*What you have to do*: Verbatim output required. Print the data in full.

*Record set*:
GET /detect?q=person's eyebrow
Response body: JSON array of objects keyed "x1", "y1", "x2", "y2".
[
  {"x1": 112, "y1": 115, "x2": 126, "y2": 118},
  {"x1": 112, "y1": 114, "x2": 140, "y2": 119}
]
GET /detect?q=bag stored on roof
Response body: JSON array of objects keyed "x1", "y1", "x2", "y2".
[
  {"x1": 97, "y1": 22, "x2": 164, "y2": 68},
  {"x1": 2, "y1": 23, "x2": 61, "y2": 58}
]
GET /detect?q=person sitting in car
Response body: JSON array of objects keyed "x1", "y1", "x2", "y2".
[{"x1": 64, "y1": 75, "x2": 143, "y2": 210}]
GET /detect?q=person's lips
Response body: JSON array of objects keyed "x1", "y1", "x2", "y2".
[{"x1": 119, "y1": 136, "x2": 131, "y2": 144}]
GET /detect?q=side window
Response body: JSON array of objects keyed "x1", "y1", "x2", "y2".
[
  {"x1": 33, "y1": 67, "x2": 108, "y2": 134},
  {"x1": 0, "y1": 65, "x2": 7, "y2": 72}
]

*Solution to this task*:
GET /detect?q=person's eyebrow
Response body: JSON array of objects keyed "x1", "y1", "x2", "y2".
[
  {"x1": 112, "y1": 115, "x2": 126, "y2": 118},
  {"x1": 112, "y1": 114, "x2": 140, "y2": 119}
]
GET /detect?q=bag stored on roof
Response body: JSON array of objects keyed "x1", "y1", "x2", "y2".
[
  {"x1": 97, "y1": 22, "x2": 164, "y2": 68},
  {"x1": 2, "y1": 23, "x2": 61, "y2": 58}
]
GET /detect?q=person sitting in car
Response body: JSON array of objects keyed "x1", "y1", "x2", "y2".
[{"x1": 64, "y1": 75, "x2": 143, "y2": 210}]
GET /detect?q=person's lips
Response body: JSON array of objects keyed "x1", "y1", "x2", "y2".
[{"x1": 119, "y1": 136, "x2": 131, "y2": 144}]
GET /detect?q=side window
Response body: JSON array of objects keyed "x1", "y1", "x2", "y2".
[
  {"x1": 33, "y1": 67, "x2": 108, "y2": 134},
  {"x1": 0, "y1": 65, "x2": 7, "y2": 72}
]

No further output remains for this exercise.